> [Required work]:
For this item, repeat the material exactly while omitting its pictures.

[Opening Records for this exercise section]

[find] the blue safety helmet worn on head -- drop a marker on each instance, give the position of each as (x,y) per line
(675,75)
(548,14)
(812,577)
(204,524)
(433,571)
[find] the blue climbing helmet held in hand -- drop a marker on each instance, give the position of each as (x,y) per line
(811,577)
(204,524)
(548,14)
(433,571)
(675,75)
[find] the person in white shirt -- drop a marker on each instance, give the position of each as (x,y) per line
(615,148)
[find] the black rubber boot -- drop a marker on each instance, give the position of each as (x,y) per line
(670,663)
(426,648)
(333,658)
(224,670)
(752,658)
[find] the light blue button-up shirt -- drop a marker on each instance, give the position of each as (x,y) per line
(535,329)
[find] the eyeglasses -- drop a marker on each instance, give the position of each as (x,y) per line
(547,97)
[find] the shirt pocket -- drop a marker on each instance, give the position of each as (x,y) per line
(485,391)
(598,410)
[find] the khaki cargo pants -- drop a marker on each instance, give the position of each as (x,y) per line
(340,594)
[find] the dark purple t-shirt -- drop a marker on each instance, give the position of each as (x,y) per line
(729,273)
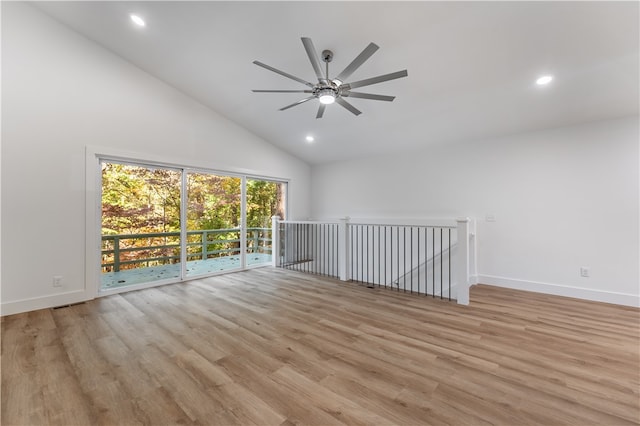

[Closing Records for this exercise section]

> [Written response]:
[find] the blue safety helmet worn on head -- drop a marker on each instance, give the position of each as (x,y) per line
(675,75)
(548,14)
(812,577)
(204,524)
(433,571)
[find] the blue climbing helmet held in hand -- drop a marker on each instance, give the position of each as (x,y) per line
(811,577)
(204,524)
(548,14)
(433,571)
(675,75)
[find] the person in white shirt -- drop a marker on each instance, give the position of each as (x,y) per line
(615,148)
[find] the black rubber boot -- drop a marker on each instance, give the position of each as (x,y) per line
(670,663)
(426,648)
(333,658)
(224,670)
(752,658)
[find] the light blue button-up shirt -- drop a marker on each instance, give the position of each as (x,y) per line
(535,329)
[find] the eyeglasses -- drop a marker on each instance, give the position of each as (x,y) per line
(547,97)
[find] the shirt pocket -- drop a marker on each instance, give the position of each as (x,y) per line
(485,391)
(598,410)
[find] the khaki cargo pants -- drop a marker on each instance, give the position of each as (x,y) per line
(340,594)
[find] the dark purple t-shirt -- drop a marker on each instance, give the position of each as (x,y) per line
(729,273)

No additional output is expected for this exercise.